Referring expression data:
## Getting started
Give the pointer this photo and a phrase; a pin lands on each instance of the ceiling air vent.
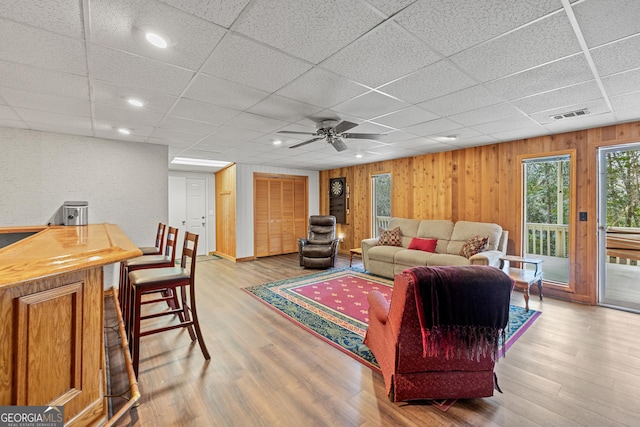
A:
(576, 113)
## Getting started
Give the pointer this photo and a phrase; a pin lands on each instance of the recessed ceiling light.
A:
(135, 102)
(156, 40)
(198, 162)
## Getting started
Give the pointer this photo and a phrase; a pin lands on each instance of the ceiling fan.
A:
(333, 131)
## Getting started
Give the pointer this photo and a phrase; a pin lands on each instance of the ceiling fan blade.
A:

WHAT THE TASK REQUIRES:
Please give the number of lines in the data above that hold "lands", and write nothing else.

WRITTEN RESPONSE:
4